EXERCISE DETAILS: Locate each line in the data below that contains the string "seat", and copy those lines out in full. Matching is case-sensitive.

□ □ □ □ □

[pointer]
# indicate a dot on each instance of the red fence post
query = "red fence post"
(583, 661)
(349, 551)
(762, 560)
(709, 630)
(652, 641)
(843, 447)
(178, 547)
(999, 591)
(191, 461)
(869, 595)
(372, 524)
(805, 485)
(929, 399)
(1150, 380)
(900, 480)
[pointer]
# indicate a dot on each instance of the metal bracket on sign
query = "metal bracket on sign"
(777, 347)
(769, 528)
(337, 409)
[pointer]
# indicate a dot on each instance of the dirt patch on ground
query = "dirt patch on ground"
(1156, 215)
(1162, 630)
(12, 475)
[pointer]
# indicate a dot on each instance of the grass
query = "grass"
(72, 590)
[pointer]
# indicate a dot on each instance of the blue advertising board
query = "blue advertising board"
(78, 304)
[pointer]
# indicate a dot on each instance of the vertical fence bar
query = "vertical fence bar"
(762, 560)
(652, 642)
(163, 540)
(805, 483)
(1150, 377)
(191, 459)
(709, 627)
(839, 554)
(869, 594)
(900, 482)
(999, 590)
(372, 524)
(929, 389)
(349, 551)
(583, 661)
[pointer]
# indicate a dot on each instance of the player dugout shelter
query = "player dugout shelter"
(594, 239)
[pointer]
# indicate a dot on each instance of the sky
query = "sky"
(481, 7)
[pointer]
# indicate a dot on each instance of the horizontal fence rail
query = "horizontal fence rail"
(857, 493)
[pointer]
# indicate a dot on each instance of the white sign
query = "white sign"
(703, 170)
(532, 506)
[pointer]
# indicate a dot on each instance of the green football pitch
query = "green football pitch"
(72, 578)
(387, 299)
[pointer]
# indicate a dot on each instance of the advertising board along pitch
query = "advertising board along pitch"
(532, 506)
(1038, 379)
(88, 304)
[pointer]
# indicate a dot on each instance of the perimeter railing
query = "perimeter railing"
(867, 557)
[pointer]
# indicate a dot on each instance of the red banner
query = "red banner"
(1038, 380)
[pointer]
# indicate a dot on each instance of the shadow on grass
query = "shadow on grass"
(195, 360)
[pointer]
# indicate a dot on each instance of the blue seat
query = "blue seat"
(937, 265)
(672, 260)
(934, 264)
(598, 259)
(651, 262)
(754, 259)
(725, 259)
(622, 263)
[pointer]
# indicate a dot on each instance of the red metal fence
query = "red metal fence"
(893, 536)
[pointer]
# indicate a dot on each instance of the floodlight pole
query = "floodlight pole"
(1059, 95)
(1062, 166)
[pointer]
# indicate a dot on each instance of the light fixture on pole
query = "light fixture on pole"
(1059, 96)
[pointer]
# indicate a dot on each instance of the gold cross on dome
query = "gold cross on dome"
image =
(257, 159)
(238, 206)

□ □ □ □ □

THE RESULT:
# indicate a dot on each instance of the blue seat
query = "blue seat"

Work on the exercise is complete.